** Records for processing **

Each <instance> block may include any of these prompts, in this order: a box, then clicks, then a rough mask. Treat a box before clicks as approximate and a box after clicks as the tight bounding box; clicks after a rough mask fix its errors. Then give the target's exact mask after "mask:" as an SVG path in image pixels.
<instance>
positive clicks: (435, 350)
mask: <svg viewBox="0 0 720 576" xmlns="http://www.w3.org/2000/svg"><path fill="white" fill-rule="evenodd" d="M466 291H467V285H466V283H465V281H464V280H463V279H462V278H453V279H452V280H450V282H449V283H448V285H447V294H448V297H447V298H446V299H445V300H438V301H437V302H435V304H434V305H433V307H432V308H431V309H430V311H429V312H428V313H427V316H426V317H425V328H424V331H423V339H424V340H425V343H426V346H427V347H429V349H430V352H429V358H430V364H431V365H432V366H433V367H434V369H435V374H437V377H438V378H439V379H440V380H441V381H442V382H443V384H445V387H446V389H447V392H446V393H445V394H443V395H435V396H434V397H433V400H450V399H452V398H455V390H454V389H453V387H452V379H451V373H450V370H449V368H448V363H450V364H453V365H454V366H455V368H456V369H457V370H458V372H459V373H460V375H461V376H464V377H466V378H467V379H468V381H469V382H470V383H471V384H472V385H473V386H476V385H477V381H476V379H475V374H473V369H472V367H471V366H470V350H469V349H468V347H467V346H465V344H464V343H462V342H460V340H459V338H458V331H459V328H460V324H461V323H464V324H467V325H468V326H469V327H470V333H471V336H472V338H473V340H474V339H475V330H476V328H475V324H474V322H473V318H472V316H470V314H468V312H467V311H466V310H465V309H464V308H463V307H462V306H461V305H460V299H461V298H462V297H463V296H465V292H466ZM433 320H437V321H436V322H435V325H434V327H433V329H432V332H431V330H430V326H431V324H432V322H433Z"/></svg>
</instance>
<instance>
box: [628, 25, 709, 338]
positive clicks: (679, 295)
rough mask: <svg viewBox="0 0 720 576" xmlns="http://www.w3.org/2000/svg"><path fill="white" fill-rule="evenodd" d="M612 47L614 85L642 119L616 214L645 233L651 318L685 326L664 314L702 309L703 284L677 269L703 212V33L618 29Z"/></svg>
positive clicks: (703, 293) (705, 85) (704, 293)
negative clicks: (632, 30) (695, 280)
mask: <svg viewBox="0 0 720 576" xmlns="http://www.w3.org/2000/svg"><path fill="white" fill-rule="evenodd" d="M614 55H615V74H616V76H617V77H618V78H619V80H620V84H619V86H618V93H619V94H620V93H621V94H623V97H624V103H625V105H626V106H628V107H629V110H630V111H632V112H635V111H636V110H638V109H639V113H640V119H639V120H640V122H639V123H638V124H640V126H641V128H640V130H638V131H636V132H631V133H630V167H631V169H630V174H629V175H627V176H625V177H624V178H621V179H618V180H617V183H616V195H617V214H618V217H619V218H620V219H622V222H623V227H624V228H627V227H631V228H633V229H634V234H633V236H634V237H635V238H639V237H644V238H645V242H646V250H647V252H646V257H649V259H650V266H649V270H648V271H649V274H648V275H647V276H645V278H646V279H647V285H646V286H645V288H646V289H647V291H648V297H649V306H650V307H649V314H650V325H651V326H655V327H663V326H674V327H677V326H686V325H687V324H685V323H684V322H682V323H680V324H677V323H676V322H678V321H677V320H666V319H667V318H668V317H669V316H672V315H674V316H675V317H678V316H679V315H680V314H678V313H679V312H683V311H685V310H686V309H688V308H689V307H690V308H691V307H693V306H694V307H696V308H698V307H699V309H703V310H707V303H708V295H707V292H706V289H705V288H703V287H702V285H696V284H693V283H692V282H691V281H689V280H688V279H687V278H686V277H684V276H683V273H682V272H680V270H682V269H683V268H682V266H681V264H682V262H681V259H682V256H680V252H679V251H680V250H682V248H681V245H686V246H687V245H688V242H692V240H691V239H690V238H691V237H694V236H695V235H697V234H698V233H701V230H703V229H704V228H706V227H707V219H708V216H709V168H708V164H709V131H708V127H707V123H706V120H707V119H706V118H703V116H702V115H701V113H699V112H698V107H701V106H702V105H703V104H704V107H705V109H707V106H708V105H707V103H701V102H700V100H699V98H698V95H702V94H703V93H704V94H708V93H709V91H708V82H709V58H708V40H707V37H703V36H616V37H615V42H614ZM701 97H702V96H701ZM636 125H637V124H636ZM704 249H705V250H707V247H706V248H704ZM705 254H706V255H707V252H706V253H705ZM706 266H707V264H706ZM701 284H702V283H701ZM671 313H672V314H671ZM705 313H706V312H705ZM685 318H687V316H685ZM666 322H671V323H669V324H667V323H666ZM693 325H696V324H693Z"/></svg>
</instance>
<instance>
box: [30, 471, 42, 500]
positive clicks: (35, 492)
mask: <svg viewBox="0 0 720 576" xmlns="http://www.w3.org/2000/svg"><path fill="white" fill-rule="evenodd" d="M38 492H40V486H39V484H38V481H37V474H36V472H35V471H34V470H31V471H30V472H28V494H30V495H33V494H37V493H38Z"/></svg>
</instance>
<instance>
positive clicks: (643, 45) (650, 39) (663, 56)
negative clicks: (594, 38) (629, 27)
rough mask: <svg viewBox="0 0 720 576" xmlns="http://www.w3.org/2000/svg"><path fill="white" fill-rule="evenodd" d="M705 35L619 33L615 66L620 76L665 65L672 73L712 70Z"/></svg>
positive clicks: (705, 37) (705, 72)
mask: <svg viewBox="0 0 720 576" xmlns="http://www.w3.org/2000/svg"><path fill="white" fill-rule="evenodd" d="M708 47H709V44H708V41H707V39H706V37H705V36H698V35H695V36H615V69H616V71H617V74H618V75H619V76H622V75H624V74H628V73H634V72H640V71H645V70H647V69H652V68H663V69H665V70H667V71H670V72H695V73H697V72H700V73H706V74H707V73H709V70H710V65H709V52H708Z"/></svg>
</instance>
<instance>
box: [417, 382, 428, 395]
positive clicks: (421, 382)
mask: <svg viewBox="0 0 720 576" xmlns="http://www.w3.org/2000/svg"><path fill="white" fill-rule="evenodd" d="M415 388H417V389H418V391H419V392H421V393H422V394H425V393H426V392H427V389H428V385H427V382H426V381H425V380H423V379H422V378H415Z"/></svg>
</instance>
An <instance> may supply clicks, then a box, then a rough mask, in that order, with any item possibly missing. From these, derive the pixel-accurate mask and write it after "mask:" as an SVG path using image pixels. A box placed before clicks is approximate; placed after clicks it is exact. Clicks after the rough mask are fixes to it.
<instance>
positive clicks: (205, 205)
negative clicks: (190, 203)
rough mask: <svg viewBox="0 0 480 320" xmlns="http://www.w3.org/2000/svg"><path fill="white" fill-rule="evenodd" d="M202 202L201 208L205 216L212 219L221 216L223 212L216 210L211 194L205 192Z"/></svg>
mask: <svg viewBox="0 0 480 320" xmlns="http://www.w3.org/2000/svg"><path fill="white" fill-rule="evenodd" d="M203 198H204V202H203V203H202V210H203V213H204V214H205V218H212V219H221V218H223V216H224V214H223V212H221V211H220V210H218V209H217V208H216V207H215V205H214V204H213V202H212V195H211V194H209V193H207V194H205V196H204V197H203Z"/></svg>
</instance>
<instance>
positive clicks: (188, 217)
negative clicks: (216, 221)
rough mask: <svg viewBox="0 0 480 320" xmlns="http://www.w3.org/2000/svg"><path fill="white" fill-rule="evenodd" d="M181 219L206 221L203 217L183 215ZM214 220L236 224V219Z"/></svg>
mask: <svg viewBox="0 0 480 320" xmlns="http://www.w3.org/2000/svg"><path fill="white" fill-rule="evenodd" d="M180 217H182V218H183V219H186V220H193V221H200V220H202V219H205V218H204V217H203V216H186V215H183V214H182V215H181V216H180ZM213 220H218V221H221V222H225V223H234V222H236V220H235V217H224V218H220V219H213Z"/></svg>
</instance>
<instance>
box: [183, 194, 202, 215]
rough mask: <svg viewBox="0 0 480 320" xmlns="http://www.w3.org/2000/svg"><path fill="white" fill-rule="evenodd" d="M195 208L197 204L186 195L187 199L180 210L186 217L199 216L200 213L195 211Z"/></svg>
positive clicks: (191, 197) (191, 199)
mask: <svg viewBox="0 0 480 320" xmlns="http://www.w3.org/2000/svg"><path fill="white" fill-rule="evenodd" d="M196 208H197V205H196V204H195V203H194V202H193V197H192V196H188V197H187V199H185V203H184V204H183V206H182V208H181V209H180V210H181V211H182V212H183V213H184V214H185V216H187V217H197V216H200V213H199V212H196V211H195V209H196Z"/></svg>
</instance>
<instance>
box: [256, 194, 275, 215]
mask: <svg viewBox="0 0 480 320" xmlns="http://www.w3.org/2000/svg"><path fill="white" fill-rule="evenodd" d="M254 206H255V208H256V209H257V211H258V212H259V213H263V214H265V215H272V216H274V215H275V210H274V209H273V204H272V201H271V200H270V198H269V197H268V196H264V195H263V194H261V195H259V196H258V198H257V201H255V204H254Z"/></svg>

** Exercise directions **
Quote the lines from the beginning of the entries above up to and including the line that contains "positive clicks: (435, 350)".

** The completed task **
Each <instance> block may include any of these prompts, in this order: a box, then clicks, then a rough mask. Treat a box before clicks as approximate and a box after clicks as the tight bounding box; clicks after a rough mask fix its errors. Then give the target's exact mask after "mask:" as an SVG path in image pixels.
<instance>
positive clicks: (435, 350)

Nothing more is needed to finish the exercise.